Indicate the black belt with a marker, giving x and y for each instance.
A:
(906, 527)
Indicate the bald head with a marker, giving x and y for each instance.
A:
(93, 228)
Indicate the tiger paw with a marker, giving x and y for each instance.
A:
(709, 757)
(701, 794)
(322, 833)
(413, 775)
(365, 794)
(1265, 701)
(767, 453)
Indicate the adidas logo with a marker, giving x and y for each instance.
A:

● ● ● ● ● ● ●

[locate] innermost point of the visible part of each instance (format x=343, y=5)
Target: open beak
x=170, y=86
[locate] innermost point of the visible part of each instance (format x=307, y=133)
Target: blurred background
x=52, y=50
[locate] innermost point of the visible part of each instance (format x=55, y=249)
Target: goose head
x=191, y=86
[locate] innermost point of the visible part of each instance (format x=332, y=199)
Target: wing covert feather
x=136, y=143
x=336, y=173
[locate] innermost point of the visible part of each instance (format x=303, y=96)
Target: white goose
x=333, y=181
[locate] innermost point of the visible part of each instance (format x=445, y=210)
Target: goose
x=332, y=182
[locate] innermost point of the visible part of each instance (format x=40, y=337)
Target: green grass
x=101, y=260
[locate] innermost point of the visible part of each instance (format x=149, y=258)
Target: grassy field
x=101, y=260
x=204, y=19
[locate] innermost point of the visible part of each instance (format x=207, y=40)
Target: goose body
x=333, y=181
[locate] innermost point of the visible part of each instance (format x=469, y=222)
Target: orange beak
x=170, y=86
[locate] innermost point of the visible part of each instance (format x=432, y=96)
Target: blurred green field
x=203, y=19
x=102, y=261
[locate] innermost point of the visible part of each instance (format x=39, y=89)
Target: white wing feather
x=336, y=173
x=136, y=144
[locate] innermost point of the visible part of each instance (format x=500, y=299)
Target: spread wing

● ● ● ● ● ● ●

Work required:
Look through the entries above and copy each line that has "with" in it.

Answer below:
Indicate the black belt with a marker, giving x and y for each instance.
Indicate the bald head with a marker, giving x and y for each instance.
Indicate the tiger paw with a marker, giving x and y for each instance.
Indicate the adidas logo with a marker, giving x and y for each instance.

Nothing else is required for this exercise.